▶ **Extracted data**
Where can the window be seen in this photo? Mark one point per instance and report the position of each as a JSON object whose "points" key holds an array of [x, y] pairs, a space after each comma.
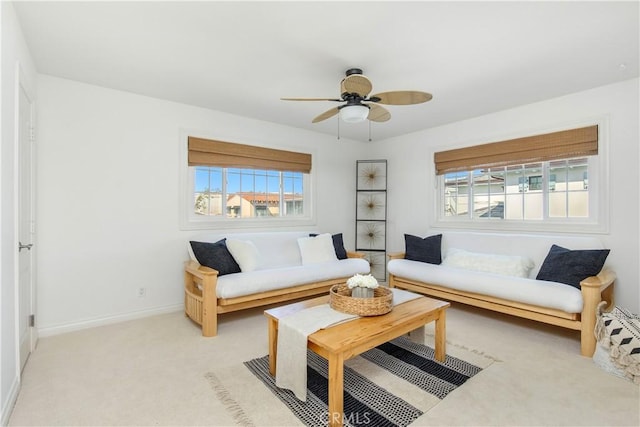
{"points": [[491, 184], [247, 193], [517, 192], [228, 184]]}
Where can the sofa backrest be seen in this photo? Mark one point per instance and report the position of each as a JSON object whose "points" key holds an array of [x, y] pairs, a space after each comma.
{"points": [[276, 248], [533, 246]]}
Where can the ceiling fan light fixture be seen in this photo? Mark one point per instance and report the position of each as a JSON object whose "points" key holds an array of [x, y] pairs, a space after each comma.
{"points": [[354, 113]]}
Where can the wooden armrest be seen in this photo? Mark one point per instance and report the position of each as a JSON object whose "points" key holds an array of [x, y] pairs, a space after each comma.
{"points": [[603, 280], [198, 270], [352, 254]]}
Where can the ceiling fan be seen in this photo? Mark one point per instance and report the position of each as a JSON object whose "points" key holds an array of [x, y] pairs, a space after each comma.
{"points": [[359, 105]]}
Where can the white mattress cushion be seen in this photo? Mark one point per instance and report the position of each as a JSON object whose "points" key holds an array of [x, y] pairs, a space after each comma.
{"points": [[245, 253], [317, 249], [530, 291], [508, 265], [240, 284]]}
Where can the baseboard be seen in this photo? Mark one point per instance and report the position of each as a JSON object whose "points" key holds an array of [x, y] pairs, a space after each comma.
{"points": [[106, 320], [9, 403]]}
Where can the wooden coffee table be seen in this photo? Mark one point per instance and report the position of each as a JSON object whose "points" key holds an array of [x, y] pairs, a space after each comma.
{"points": [[349, 339]]}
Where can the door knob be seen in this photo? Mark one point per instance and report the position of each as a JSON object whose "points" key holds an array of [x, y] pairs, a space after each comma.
{"points": [[21, 246]]}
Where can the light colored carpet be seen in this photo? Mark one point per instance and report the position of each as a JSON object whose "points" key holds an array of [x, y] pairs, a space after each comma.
{"points": [[152, 372]]}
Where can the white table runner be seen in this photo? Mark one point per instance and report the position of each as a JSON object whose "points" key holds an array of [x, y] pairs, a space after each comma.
{"points": [[293, 331]]}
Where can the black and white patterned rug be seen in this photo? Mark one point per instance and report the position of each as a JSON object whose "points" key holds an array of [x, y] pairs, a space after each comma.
{"points": [[411, 365]]}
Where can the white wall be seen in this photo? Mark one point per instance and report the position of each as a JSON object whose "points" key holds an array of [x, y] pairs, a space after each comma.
{"points": [[108, 186], [411, 171], [14, 51]]}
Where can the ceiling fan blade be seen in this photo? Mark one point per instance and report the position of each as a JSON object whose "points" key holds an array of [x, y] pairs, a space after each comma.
{"points": [[401, 97], [324, 116], [356, 83], [311, 99], [378, 113]]}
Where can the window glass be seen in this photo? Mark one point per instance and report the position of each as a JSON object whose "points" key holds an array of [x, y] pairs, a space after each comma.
{"points": [[247, 193], [526, 192]]}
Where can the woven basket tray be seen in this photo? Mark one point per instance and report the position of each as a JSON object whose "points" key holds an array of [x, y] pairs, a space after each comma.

▶ **Task description**
Pictures stay out; repeat all the rest of the records exactly.

▶ **Response below**
Where can the window be seen in this photo? Mark one point per instance and report the position of each as a JSON object whose "points" key holds an array of [x, y] pairs, a space after each comma.
{"points": [[491, 184], [247, 193], [517, 192], [228, 184]]}
Where can the sofa backrest be seen in this photo? Mark one point per instance and report the position of each as a JSON object whose "points" key holds an array of [x, y] pairs, a space after each comma.
{"points": [[276, 248], [533, 246]]}
Where can the ceiling fan light fixture be seen in this photo? Mark one point per instance and report the position of each as a JSON object whose "points" key holds an array of [x, y] pairs, a space after each comma.
{"points": [[354, 113]]}
Where can the wooden armrest be seen in this photo? Mark one point per instance and report the position of each as a JSON object whose "points" key holds an array of [x, y] pairs, a space after each comma.
{"points": [[603, 280], [198, 270], [352, 254]]}
Where can the ceiling fan be seen in this photo? Mark one point per instance and report the position of each as a JSON object whose "points" key holds an array of [x, y] pairs, a space after each comma.
{"points": [[359, 105]]}
Where can the white mattress cushion be seen in this photo? Mark one point per instance and report the position of each as a JSON object whose "points" key holds an array of [x, y] pairs, a space after each comma.
{"points": [[245, 253], [317, 249], [530, 291], [508, 265], [240, 284]]}
Where can the baseboard be seen in this photo? Mark one point per instance and report the position of each as a JSON object whose "points" key holds an array of [x, y] pairs, a space after each comma.
{"points": [[106, 320], [9, 403]]}
Where can the wooden coffee table be seen in this photo? Mark one point per instance and report the position of each as a JSON object whose "points" key holds an array of [x, y] pairs, a space after each comma.
{"points": [[349, 339]]}
Where can the door knob be seen in this photo? Mark one point per instance and report the position of each as a JSON object whose "points" key holds an array of [x, y] pairs, a space after each comma.
{"points": [[21, 246]]}
Where can the light colored carpet be seen in this photo? Mark one point per instance and report the position of each as a JSON object whose "points" key holds an array of [x, y] pairs, a space after each comma.
{"points": [[152, 372]]}
Where can the white table runner be seen in this photo? Mark one point per instance and report the position of each as a JSON object whose "points" key holds an array of [x, y] pairs, a space after each comma.
{"points": [[293, 331]]}
Where can the black and white patterned rug be seen in this photo? Mark one point per instance and report the position of each as a JSON object whose "points" key holds an array of [x, y] pairs, a space after each comma.
{"points": [[411, 365]]}
Where can the white wall be seen in this photo? Mark one point per instance and report the position of each as a JSON object whose "points" key holds an array of [x, y] pairs, a space after each comma.
{"points": [[108, 186], [411, 171], [14, 51]]}
Where can the ceiling fan blade be seen in this photo? Mark one point per instance and report the position of each as a JSON object whose "points" key holds an array of [x, y] pairs, a space after each comma.
{"points": [[401, 97], [324, 116], [356, 83], [311, 99], [378, 113]]}
Where can the window glass be seen in this photo? Mark one point per instance and report the position of each as a JSON object whose "points" key holds an array of [x, y] pairs, a space after each comma.
{"points": [[247, 193], [526, 192]]}
Where can the woven basket tray be seen in this photo? Mark one point per instance and report the position of each as a JSON object whose "points" key holds an array of [x, y] pairs, a space after each comma.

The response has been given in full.